§ **EXERCISE GOAL**
State how many lines of the records below contain the string "green", and reply with that number alone.

___ RECORDS FOR THIS TASK

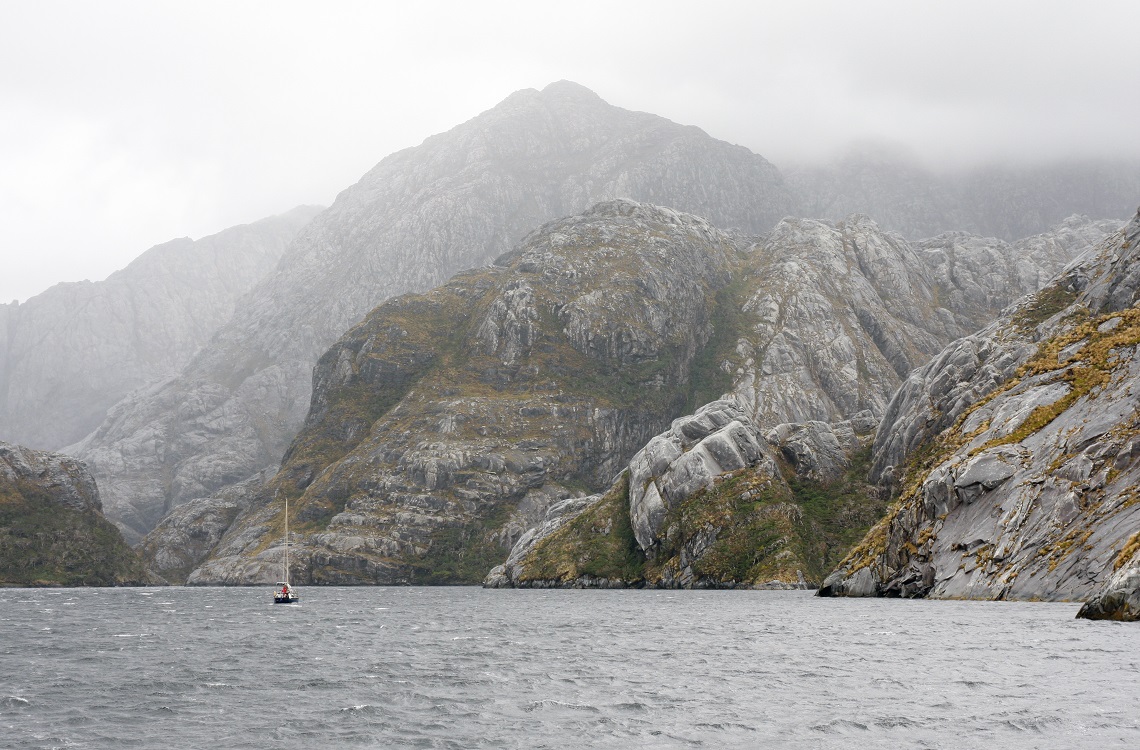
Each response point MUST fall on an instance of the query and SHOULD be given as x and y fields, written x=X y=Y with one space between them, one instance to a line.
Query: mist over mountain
x=446 y=424
x=1008 y=202
x=422 y=214
x=465 y=196
x=1015 y=453
x=70 y=353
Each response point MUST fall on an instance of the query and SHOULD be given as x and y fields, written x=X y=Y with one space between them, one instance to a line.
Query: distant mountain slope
x=422 y=214
x=51 y=526
x=1016 y=451
x=1004 y=202
x=446 y=423
x=70 y=353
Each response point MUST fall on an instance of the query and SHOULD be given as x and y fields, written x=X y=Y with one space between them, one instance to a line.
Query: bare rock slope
x=447 y=424
x=70 y=353
x=51 y=527
x=422 y=214
x=1015 y=451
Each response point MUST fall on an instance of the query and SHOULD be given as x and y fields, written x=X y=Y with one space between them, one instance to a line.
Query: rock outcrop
x=72 y=352
x=583 y=312
x=456 y=202
x=51 y=527
x=706 y=504
x=434 y=420
x=828 y=319
x=1015 y=451
x=1120 y=597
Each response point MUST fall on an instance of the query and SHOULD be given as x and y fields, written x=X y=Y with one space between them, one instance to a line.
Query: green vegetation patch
x=43 y=543
x=1045 y=304
x=730 y=323
x=836 y=515
x=462 y=553
x=600 y=543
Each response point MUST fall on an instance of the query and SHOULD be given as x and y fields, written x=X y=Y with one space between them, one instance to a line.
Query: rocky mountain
x=827 y=319
x=710 y=503
x=446 y=425
x=1015 y=451
x=70 y=353
x=996 y=201
x=422 y=214
x=51 y=527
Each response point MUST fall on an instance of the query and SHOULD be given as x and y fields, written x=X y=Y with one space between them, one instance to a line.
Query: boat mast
x=286 y=539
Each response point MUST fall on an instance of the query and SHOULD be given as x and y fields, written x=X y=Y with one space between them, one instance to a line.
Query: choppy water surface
x=467 y=668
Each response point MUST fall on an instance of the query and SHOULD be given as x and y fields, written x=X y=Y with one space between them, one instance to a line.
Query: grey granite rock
x=62 y=478
x=1027 y=486
x=456 y=202
x=717 y=439
x=72 y=352
x=580 y=350
x=1120 y=597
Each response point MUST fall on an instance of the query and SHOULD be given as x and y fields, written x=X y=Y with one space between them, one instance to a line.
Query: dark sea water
x=470 y=668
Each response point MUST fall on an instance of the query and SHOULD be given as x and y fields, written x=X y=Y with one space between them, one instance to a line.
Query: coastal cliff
x=447 y=425
x=51 y=526
x=1015 y=451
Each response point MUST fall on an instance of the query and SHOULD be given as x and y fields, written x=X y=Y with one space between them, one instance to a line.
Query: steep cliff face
x=833 y=299
x=51 y=526
x=70 y=353
x=1016 y=450
x=441 y=415
x=829 y=318
x=422 y=214
x=710 y=503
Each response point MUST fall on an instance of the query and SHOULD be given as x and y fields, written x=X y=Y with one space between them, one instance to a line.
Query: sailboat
x=284 y=593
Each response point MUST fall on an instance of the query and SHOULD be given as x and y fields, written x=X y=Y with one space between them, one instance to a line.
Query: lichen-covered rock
x=438 y=420
x=1120 y=597
x=820 y=450
x=705 y=505
x=455 y=202
x=718 y=439
x=51 y=527
x=1017 y=473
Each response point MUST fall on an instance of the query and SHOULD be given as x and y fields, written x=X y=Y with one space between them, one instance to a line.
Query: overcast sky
x=125 y=124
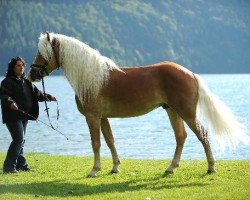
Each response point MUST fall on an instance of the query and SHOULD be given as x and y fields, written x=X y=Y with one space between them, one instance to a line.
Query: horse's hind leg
x=94 y=128
x=180 y=136
x=107 y=133
x=201 y=134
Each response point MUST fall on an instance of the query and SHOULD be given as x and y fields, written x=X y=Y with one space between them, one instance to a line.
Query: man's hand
x=13 y=106
x=53 y=98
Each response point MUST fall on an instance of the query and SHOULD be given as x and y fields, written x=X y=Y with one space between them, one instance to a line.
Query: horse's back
x=138 y=90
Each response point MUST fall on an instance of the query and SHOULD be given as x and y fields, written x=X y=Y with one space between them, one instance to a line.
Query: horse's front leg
x=107 y=133
x=94 y=128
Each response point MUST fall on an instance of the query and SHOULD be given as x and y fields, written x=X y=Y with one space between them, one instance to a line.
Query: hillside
x=205 y=36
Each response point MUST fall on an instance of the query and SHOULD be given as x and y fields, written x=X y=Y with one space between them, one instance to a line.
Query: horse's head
x=47 y=58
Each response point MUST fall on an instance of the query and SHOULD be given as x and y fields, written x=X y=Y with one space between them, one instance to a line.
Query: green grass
x=64 y=177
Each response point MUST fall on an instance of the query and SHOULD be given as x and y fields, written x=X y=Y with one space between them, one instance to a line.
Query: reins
x=47 y=109
x=42 y=122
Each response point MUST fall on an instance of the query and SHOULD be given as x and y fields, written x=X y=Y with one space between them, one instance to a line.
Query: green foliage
x=205 y=36
x=64 y=177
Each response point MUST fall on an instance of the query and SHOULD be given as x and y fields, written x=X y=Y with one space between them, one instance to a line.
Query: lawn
x=64 y=177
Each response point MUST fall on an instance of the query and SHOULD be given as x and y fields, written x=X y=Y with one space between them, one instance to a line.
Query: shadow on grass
x=61 y=189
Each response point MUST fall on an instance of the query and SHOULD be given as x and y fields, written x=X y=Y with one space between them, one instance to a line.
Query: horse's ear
x=48 y=37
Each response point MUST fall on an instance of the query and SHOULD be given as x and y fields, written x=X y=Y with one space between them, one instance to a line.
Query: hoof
x=91 y=176
x=211 y=171
x=115 y=171
x=169 y=172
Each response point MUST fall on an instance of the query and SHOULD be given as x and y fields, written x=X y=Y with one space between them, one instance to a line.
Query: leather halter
x=43 y=67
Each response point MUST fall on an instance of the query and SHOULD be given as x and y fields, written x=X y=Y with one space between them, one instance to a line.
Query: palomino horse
x=104 y=91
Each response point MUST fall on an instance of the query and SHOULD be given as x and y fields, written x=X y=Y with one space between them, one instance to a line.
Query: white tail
x=218 y=119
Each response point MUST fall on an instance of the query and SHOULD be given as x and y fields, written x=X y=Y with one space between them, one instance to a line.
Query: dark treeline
x=204 y=36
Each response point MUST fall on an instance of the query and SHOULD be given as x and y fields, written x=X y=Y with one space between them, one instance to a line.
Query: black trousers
x=15 y=158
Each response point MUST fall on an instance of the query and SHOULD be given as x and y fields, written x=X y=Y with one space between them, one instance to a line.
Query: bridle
x=43 y=69
x=40 y=74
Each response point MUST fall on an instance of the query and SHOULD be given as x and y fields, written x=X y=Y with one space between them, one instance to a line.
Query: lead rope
x=42 y=122
x=47 y=109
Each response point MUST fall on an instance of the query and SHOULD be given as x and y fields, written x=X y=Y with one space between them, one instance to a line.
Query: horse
x=104 y=90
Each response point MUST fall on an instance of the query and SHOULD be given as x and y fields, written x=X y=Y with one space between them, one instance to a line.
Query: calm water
x=146 y=137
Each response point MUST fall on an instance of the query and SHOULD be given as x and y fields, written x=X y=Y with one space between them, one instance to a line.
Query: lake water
x=146 y=137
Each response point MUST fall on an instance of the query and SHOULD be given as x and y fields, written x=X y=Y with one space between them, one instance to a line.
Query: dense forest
x=205 y=36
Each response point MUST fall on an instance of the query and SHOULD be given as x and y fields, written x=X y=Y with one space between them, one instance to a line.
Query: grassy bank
x=64 y=177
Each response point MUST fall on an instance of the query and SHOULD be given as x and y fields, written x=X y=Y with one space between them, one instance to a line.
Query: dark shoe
x=24 y=168
x=12 y=171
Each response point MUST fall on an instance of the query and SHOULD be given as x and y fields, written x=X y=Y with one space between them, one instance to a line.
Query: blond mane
x=85 y=68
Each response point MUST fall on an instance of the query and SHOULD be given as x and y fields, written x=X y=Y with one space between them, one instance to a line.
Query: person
x=18 y=94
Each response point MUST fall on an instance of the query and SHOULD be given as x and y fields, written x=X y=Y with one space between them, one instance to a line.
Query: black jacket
x=12 y=90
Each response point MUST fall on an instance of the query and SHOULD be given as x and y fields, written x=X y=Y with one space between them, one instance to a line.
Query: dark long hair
x=12 y=64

______

§ **SOLUTION FOR THIS TASK**
3